[[ Source passage open ]]

Functional maintenance Programs (FMP’s) are clinical programs that can be designed to augment or maintain a residents functional status and wellbeing.  It includes therapy services that seek to prevent disease, promote health, and prolong and enhance quality of life or maintain or prevent deterioration of a chronic condition. Medicare regulations and guidelines provide for this service as “skilled” (covered within the framework of functional maintenance therapy in the Medicare Benefit Policy Manual). The specialized skills, knowledge and judgment of a therapist are required to establish the functional maintenance (FMP) plan, ensure resident safety, provide training to the resident and their caregivers, and periodically reevaluate the plan for effectiveness.

Regulatory components include intensity, frequency and duration appropriate to positively impact the residents functional status and documentation must support skilled services i.e. training, compensatory strategies, assessment of adaptive devices/equipment, and/or environmental modifications, etc.

Goals of a Functional Maintenance Program—

  • Maintain the residents functional capacity
  • Improve quality of life
  • Decrease caregiving assistance and increase dignity
  • Improve or maintain resident safety
  • Decrease potential for physical/medical complications

Residents appropriate for a Functional Maintenance Program—

  • Those on active therapy caseload who will continue to require specialized interventions after being discharged from skilled services
  • Residents at high risk for development of further medical complications/functional loss due to progressive disease process
  • Residents who require frequent cues to perform at optimal levels of independence
  • Residents who require frequent re-positioning, assistance with self-feeding, assistance with W/C mobility, contracture management/splinting, safe ambulation, transfers, toileting, etc.
  • Residents that require assistance to communicate effectively within their environment
  • Residents that may need instruction to establish compensatory strategies to enable them to  perform functional tasks with optimal independence

Remember that the key component of supportive documentation for a FMP includes documentation of all caregiver/resident/family training that occurs, daily. Observation of caregiver skills, results of training with return demonstration, and objective measures against baseline data is needed to support the skilled service. Document when training is complete and when caregivers demonstrate competency to carry out the intended program. Remember that re-evaluation to maintain therapeutic gains through a maintenance program is recognized by Medicare as a skilled service” and crucial to ongoing independence of the resident.

[[ Source passage closed ]]
[[ Provided records open ]]

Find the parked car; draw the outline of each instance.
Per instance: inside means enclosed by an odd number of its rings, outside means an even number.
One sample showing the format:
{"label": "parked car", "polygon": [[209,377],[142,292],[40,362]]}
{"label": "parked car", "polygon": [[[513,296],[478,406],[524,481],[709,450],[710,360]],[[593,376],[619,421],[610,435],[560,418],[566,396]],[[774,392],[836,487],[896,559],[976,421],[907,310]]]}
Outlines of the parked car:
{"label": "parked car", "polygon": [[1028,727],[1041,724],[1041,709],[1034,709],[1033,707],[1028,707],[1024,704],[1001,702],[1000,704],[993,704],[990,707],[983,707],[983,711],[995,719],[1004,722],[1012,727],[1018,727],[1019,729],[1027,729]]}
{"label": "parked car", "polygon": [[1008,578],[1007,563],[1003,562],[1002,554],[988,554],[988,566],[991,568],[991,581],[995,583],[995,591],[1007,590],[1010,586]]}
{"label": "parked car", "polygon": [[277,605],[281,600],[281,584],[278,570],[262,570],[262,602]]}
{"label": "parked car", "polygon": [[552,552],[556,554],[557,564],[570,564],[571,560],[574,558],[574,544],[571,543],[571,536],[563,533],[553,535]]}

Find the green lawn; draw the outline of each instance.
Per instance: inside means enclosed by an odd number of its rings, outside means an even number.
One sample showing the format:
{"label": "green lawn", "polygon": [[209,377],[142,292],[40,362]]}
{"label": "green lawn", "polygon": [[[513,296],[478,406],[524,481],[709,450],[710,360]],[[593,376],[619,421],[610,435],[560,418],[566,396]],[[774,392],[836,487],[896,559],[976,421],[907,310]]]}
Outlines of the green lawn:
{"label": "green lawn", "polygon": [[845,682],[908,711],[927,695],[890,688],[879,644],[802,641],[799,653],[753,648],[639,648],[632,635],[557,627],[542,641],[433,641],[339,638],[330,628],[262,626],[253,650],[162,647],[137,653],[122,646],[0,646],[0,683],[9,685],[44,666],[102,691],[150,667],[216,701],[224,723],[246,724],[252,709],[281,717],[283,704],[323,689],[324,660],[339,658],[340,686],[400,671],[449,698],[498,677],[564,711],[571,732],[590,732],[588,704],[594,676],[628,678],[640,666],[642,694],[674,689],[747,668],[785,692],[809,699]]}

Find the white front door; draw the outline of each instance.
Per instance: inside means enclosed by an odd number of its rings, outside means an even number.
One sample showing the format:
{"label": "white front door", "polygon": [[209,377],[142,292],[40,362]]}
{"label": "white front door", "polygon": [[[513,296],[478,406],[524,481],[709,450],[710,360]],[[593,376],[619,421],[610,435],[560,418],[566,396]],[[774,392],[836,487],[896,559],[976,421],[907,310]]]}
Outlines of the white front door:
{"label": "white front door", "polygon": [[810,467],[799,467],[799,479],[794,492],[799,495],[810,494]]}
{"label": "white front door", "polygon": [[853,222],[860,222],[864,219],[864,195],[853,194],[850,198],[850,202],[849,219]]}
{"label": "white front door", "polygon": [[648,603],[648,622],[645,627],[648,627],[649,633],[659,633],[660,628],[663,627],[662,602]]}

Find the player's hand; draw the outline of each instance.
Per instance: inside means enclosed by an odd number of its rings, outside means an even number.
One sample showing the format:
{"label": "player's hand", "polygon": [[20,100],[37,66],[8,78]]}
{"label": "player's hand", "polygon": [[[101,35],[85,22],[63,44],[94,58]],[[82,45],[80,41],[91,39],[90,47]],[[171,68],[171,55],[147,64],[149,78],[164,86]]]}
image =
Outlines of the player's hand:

[[ Provided records closed ]]

Your tasks:
**a)** In the passage on functional maintenance programs, decide whether each statement agrees with it and give the exact words that settle it: (i) a therapist's skills are needed to periodically reevaluate the plan; (ii) one goal is to increase caregiving assistance; (iii) residents who require frequent cues are appropriate for the program.
**b)** Copy the passage on functional maintenance programs word for word from "Functional maintenance Programs" to "plan for effectiveness.".
Draw only on the passage on functional maintenance programs.

Responses for each task:
**a)**
(i) Yes: "periodically reevaluate the plan for effectiveness"
(ii) No: "Decrease caregiving assistance and increase dignity"
(iii) Yes: "Residents who require frequent cues to perform at optimal levels of independence"

**b)**
Functional maintenance Programs (FMP’s) are clinical programs that can be designed to augment or maintain a residents functional status and wellbeing.  It includes therapy services that seek to prevent disease, promote health, and prolong and enhance quality of life or maintain or prevent deterioration of a chronic condition. Medicare regulations and guidelines provide for this service as “skilled” (covered within the framework of functional maintenance therapy in the Medicare Benefit Policy Manual). The specialized skills, knowledge and judgment of a therapist are required to establish the functional maintenance (FMP) plan, ensure resident safety, provide training to the resident and their caregivers, and periodically reevaluate the plan for effectiveness.